◆ **RECORDS**
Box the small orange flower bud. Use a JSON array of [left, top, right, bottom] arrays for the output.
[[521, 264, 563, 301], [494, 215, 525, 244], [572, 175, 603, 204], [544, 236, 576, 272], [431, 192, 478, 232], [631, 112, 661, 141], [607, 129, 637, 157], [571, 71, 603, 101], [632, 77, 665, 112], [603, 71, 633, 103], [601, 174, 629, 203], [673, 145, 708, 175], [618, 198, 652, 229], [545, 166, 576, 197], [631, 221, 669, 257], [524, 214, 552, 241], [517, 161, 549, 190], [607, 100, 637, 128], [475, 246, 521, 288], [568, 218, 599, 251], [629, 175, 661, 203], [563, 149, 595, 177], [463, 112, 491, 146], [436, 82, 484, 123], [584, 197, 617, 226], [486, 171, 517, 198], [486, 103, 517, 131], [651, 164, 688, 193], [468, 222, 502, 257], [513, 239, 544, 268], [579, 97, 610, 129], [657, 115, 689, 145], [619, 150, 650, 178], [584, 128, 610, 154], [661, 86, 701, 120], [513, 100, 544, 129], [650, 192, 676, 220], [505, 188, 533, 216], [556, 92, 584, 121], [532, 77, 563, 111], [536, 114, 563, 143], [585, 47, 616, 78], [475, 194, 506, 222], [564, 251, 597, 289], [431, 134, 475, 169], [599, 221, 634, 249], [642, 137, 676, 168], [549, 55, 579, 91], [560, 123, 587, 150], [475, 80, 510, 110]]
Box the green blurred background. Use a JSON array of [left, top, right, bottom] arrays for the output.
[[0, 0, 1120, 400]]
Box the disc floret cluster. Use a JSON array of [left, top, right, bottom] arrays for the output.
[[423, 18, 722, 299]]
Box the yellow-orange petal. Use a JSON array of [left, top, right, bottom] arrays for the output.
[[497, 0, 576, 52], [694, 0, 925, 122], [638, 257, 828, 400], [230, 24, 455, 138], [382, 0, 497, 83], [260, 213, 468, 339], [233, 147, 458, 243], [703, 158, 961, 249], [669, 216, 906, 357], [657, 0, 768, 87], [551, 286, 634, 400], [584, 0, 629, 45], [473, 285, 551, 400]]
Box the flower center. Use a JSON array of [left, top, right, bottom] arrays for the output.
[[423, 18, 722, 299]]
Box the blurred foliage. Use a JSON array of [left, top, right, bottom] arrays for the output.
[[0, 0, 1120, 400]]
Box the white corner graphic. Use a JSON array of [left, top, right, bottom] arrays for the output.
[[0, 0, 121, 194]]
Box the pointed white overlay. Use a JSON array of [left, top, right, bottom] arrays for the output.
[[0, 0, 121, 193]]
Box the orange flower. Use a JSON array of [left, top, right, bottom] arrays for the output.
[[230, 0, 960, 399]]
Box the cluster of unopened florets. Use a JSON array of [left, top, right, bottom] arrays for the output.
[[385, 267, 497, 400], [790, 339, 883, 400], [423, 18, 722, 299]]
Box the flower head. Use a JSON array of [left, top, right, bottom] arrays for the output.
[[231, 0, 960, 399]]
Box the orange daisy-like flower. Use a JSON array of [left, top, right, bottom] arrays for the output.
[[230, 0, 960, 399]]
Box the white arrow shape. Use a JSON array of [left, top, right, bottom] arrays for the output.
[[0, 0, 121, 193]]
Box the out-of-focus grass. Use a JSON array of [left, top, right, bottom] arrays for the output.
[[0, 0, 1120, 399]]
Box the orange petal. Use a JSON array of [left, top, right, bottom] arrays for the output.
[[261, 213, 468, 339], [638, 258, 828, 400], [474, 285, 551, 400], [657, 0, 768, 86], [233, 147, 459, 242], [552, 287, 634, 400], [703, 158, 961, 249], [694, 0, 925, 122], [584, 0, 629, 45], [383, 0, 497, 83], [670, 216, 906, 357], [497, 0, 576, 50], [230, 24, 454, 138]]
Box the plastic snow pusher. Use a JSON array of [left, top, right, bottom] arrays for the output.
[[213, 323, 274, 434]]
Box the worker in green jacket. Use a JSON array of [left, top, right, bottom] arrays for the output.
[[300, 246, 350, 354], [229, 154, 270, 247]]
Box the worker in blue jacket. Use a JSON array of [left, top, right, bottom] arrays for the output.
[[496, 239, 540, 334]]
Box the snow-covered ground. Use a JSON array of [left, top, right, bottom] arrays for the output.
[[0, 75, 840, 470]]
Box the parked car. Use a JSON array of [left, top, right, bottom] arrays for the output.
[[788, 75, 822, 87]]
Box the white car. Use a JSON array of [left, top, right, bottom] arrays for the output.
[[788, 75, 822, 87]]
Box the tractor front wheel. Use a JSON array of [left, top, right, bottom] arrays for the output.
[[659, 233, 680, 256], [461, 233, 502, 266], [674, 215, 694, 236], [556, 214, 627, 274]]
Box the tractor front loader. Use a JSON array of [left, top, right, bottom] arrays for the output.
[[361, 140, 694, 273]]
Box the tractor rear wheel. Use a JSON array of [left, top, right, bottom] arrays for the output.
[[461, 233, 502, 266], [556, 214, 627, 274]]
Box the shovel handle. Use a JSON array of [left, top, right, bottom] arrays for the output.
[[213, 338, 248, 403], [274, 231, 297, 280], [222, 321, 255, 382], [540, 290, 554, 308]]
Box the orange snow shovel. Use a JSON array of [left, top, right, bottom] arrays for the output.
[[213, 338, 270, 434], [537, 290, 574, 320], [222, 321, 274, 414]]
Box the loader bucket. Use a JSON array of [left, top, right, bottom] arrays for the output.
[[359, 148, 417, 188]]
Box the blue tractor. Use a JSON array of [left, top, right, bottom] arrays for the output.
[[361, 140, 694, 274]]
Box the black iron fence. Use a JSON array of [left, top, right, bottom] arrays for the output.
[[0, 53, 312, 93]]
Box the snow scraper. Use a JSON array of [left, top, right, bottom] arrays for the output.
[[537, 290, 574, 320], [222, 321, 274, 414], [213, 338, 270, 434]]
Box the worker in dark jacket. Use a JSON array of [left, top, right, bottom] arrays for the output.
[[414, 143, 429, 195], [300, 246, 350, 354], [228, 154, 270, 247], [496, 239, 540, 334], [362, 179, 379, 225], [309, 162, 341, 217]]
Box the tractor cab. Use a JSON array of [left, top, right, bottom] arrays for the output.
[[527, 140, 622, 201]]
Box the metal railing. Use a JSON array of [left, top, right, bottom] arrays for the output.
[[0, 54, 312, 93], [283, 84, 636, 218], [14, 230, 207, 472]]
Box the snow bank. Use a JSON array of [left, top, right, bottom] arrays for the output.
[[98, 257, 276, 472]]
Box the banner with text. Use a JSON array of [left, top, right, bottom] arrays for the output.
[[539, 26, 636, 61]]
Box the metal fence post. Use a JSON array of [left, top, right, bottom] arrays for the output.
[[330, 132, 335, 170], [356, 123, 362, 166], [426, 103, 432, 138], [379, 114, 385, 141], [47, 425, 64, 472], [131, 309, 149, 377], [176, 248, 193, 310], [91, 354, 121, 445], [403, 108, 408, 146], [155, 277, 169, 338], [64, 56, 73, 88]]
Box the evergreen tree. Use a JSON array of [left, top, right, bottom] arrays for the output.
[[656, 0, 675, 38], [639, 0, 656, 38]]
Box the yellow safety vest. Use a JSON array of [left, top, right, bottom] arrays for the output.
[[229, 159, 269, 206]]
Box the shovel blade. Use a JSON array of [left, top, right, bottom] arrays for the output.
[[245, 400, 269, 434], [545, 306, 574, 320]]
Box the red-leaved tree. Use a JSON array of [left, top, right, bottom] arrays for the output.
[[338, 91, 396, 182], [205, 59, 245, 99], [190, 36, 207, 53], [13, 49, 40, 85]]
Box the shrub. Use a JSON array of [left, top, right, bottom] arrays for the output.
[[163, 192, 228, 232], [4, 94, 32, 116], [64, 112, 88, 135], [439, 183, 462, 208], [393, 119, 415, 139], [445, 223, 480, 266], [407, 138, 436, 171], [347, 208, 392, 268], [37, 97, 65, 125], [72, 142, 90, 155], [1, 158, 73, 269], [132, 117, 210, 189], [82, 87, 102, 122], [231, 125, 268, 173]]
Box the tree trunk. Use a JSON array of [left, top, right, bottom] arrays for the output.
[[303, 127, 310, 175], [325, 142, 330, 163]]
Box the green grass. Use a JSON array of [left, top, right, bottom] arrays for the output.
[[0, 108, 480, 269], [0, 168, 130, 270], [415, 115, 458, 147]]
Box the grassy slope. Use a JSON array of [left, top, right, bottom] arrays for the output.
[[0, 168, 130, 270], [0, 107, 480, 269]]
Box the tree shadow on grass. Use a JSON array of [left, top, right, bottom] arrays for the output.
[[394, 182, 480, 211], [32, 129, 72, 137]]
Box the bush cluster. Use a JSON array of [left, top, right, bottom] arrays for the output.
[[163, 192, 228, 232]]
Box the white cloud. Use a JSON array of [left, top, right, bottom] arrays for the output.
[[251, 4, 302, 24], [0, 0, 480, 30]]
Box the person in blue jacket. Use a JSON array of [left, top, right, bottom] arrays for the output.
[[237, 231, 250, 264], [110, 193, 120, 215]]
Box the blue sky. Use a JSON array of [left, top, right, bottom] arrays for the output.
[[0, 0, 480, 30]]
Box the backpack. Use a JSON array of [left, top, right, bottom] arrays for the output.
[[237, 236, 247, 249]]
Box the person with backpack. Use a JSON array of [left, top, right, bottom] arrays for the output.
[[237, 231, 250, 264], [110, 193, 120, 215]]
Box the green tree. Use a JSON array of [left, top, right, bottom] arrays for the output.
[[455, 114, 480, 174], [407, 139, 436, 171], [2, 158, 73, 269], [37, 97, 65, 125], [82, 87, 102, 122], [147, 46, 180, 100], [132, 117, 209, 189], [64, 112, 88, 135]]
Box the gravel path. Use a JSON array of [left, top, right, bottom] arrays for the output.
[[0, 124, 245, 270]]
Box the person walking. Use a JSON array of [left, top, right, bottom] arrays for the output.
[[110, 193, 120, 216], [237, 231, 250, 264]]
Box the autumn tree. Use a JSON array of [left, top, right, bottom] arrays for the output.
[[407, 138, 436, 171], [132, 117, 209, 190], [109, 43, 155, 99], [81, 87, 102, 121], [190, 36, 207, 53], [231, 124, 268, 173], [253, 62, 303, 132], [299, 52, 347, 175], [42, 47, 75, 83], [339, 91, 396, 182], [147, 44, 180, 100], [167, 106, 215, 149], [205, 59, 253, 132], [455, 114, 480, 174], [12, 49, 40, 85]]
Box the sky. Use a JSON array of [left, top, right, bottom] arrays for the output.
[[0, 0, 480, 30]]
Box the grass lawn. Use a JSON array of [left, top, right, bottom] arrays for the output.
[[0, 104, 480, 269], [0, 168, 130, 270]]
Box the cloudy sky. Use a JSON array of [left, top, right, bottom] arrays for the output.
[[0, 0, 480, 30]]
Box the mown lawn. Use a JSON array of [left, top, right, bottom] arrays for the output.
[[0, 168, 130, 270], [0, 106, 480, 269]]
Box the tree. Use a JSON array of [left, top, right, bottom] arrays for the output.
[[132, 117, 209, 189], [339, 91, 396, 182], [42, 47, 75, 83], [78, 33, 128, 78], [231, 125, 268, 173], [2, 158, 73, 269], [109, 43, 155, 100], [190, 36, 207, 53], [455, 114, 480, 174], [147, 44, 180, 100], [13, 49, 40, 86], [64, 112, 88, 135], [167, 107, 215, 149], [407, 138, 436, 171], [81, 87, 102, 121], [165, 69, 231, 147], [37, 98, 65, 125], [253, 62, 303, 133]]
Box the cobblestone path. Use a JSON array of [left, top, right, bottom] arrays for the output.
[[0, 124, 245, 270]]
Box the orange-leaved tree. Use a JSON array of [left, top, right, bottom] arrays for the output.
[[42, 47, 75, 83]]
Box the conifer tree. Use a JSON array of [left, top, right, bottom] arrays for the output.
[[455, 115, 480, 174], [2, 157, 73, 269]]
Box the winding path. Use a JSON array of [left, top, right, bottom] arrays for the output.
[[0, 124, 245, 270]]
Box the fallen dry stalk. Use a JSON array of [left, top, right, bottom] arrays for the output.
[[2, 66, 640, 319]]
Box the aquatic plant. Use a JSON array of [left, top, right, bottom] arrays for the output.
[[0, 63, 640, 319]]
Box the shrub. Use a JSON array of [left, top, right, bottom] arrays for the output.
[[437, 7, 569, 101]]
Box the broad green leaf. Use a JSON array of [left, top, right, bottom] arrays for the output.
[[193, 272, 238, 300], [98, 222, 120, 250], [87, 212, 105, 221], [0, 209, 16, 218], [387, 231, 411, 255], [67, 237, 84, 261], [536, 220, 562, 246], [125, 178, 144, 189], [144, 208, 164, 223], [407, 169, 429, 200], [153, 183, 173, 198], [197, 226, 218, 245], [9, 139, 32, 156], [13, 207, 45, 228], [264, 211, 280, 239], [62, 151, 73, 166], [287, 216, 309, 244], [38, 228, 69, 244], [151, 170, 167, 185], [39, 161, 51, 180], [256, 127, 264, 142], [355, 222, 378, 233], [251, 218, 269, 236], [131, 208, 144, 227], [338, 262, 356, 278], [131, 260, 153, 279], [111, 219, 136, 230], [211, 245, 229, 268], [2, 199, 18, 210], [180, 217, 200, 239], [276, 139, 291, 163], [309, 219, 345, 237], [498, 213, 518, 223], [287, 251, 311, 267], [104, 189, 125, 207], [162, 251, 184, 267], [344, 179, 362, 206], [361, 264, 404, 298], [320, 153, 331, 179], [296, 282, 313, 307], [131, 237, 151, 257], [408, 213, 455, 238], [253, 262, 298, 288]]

◆ **THE PROBLEM**
Can you reproduce word for word every line of the listing from the line containing "Box the gravel" through the line containing "62, 303, 133]]", both included?

◆ **CORRECT ANSWER**
Box the gravel path. Use a JSON array of [left, top, right, bottom] arrays for the output.
[[0, 124, 245, 270]]
Box the person walking. Use a JSON array of [left, top, right, bottom] arrays for the output.
[[110, 193, 120, 216], [237, 231, 250, 264]]
Box the autumn tree. Use a JSON array of [left, top, right, bottom] arrays for the output.
[[407, 138, 436, 171], [132, 117, 209, 190], [109, 43, 155, 99], [81, 87, 102, 121], [190, 36, 207, 53], [231, 124, 268, 173], [253, 62, 303, 132], [299, 52, 347, 175], [42, 47, 75, 83], [339, 91, 396, 182], [147, 44, 180, 100], [167, 106, 215, 149], [205, 59, 253, 132], [455, 114, 480, 174], [12, 49, 40, 85]]
Box the sky. Use a JSON array of [left, top, right, bottom] arrays for the output.
[[0, 0, 480, 30]]
Box the grass lawn. Use a JSON array of [left, top, right, bottom] arrays for the output.
[[0, 104, 480, 269], [0, 168, 130, 270]]
Box the cloudy sky. Use a JSON array of [left, top, right, bottom] arrays for the output.
[[0, 0, 480, 30]]
Box the mown lawn. Use a JSON array of [left, top, right, bottom] arrays for the output.
[[0, 168, 130, 270], [0, 106, 480, 269]]
Box the tree. Use a JSON array of [left, top, right, bottom] arrays for the output.
[[132, 117, 209, 189], [339, 91, 396, 182], [42, 47, 75, 83], [78, 33, 128, 78], [231, 125, 268, 173], [2, 158, 73, 269], [109, 43, 155, 100], [190, 36, 207, 53], [455, 114, 480, 174], [147, 44, 180, 100], [13, 49, 40, 86], [64, 112, 88, 135], [167, 107, 215, 149], [407, 138, 436, 171], [81, 87, 102, 121], [165, 69, 231, 147], [37, 98, 65, 125], [253, 62, 303, 133]]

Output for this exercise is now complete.